**Task inputs:**
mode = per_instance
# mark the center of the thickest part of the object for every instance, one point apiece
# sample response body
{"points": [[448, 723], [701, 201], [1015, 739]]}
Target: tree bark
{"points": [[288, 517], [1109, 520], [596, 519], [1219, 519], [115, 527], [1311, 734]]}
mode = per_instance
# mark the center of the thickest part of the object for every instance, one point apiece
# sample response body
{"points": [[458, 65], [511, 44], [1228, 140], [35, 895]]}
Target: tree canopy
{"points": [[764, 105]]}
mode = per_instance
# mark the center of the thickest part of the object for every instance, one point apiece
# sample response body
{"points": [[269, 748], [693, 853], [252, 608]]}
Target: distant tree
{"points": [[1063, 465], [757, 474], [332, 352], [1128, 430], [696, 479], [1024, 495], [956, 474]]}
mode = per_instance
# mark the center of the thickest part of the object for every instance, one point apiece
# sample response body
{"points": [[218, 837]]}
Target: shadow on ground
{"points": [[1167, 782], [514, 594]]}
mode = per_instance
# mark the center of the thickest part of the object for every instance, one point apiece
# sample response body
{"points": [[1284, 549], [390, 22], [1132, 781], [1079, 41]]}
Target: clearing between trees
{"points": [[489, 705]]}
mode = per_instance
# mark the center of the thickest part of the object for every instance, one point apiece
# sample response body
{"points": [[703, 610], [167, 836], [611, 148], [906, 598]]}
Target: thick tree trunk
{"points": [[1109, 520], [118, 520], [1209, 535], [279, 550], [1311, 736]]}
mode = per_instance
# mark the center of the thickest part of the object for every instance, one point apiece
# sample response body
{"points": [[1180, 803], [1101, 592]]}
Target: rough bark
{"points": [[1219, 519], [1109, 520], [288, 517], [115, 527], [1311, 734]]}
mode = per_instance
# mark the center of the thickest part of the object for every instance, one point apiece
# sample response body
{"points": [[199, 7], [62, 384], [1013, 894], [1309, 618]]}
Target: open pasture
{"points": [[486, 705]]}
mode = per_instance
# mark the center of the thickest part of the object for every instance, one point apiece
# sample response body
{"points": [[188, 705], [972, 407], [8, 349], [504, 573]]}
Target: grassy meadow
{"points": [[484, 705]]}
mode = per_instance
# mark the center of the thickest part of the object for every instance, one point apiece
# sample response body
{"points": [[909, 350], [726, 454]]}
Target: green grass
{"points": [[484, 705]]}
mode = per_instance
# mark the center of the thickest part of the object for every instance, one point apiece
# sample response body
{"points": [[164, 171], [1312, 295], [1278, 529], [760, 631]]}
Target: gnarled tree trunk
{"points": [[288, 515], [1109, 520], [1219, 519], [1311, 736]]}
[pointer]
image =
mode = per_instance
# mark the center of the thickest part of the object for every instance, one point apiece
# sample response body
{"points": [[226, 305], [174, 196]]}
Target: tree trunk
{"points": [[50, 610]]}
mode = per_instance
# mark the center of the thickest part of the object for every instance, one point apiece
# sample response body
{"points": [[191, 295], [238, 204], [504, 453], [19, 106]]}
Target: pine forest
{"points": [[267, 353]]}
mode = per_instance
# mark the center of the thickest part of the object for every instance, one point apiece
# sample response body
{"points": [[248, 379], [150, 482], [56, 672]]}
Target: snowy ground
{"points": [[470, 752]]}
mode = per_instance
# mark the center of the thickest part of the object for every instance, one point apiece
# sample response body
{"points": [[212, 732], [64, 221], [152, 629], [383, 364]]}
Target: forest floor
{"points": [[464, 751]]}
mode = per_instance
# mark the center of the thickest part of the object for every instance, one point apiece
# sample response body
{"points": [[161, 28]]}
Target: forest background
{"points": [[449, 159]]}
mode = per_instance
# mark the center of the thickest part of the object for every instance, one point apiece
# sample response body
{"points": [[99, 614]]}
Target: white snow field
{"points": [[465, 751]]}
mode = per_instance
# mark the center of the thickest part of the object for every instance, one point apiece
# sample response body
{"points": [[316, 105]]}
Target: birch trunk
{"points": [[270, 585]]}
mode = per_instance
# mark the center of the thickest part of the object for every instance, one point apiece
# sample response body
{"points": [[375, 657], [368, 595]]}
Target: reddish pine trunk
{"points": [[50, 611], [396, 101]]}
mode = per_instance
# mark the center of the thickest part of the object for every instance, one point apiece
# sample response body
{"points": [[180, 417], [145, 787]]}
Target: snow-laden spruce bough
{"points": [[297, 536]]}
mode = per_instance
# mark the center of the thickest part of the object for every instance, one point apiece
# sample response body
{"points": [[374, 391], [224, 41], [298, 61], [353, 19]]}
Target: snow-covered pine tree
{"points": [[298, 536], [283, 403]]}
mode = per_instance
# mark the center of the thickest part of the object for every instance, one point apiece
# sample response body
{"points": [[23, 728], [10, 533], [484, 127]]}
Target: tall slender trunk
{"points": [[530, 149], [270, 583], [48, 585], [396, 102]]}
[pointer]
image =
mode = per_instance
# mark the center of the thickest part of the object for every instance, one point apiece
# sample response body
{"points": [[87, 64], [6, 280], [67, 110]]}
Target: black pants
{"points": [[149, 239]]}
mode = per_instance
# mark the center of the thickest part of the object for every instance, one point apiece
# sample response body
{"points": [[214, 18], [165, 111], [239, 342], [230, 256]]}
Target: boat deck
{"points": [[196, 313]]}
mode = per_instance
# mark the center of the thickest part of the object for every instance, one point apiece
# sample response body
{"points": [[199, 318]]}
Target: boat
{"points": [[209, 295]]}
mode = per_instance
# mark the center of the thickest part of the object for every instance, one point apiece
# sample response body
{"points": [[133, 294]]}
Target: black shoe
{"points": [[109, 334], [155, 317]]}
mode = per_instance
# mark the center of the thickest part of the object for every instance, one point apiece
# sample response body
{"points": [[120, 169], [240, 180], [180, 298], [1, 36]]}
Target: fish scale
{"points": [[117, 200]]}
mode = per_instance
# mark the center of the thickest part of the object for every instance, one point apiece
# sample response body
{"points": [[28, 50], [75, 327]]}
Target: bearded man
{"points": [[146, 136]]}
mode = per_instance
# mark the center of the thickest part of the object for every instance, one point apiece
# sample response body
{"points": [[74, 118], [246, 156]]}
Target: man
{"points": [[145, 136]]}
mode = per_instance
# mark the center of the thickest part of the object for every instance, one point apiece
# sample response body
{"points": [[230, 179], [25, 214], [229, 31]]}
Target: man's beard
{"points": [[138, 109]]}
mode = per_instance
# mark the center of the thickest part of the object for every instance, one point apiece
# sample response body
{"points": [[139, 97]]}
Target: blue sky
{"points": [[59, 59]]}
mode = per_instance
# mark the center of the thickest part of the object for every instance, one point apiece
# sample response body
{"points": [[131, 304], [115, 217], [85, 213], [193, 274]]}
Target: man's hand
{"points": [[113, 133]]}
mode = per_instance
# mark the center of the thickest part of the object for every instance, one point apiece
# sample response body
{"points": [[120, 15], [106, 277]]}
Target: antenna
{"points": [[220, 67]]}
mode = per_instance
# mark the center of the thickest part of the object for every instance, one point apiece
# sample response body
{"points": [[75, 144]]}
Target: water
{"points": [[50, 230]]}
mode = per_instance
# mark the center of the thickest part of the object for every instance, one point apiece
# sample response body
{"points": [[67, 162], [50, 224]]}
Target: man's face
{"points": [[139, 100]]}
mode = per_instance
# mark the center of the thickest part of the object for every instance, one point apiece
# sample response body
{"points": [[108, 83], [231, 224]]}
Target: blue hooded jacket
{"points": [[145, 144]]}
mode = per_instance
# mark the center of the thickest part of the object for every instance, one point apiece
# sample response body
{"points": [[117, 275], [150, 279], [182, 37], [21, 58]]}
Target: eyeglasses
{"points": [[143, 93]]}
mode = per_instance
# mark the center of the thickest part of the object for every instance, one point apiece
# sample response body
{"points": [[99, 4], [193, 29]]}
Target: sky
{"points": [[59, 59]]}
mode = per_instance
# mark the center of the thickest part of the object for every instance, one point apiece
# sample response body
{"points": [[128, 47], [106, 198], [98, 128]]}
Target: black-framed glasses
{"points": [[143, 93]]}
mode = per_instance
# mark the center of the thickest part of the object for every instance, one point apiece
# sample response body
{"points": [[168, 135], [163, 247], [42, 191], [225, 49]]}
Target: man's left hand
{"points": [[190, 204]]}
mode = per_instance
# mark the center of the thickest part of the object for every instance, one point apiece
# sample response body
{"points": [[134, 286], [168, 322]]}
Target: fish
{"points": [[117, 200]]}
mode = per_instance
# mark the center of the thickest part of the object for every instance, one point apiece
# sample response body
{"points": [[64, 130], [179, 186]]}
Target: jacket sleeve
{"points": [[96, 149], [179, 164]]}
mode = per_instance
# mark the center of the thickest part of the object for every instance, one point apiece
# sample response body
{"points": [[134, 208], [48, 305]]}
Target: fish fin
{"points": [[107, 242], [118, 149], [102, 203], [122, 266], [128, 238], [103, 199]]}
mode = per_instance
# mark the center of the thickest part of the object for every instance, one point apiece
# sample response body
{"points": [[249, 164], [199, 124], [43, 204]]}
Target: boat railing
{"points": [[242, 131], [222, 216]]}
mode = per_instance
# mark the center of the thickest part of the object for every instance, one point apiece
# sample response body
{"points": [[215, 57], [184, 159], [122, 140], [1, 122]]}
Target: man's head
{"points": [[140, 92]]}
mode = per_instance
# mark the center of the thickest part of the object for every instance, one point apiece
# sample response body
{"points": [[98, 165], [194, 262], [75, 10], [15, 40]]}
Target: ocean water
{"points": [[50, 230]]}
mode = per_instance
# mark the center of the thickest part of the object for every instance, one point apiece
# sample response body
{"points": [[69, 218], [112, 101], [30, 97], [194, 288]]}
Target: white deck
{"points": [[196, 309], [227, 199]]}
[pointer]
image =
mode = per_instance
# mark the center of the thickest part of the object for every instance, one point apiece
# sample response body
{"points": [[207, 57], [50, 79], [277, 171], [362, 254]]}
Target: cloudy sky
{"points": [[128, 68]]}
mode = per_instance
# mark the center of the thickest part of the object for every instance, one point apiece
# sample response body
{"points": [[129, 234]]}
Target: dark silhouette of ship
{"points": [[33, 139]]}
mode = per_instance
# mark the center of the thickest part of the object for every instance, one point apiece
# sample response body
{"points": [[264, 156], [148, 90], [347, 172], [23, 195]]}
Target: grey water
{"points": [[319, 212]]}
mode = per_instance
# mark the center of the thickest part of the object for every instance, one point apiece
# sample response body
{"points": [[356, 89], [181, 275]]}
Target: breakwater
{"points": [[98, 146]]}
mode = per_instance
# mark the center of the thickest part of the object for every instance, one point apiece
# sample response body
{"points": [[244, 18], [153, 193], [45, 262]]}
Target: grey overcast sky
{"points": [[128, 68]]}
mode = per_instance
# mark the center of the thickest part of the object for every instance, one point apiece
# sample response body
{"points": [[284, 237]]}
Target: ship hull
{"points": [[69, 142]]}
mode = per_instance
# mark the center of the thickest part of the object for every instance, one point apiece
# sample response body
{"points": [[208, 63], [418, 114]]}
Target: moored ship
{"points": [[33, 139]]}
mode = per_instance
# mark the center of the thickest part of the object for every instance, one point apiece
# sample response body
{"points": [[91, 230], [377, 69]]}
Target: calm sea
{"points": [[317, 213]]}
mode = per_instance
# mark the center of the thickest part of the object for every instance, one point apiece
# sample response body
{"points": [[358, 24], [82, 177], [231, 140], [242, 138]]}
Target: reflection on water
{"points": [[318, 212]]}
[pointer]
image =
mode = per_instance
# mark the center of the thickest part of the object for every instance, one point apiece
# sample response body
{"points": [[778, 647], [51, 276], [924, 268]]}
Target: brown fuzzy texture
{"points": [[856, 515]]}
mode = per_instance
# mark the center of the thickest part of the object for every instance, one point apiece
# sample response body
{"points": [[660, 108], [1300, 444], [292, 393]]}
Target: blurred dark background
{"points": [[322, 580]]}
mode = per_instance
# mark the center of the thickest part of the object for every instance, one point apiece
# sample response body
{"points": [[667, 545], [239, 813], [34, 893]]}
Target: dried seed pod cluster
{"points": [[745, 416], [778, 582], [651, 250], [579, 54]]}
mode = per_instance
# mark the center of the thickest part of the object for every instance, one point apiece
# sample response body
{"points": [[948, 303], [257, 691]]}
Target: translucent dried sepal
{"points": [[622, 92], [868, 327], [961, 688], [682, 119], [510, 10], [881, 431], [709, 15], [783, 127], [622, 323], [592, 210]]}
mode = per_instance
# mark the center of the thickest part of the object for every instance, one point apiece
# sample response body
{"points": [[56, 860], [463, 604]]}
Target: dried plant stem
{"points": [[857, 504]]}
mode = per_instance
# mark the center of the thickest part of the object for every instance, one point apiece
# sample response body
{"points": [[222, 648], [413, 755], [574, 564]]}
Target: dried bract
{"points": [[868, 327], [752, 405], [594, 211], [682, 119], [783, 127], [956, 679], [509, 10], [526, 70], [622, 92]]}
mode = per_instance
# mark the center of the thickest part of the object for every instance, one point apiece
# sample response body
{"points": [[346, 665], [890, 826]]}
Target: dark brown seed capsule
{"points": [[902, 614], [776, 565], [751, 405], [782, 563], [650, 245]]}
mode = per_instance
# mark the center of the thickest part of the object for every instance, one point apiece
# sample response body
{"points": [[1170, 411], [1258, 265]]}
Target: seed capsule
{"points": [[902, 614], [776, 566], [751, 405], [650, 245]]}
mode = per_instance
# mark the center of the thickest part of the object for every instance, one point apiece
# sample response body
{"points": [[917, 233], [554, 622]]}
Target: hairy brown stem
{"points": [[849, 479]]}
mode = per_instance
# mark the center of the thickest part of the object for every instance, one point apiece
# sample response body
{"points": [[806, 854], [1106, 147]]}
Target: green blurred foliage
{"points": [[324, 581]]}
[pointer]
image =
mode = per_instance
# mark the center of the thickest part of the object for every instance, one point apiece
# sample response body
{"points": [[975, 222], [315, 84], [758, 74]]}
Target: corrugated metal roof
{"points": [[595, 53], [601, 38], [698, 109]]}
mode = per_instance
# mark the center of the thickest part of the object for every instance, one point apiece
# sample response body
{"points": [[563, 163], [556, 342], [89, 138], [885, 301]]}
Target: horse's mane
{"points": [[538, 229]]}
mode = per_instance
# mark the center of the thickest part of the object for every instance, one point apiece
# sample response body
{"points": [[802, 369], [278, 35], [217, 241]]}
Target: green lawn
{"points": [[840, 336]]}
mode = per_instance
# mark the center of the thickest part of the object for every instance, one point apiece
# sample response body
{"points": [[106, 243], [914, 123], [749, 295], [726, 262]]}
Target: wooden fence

**Task to carry out:** Gather every line above that contains the word "hand", and copy each one out in full.

**Response:**
Target: man's hand
Target: man's left hand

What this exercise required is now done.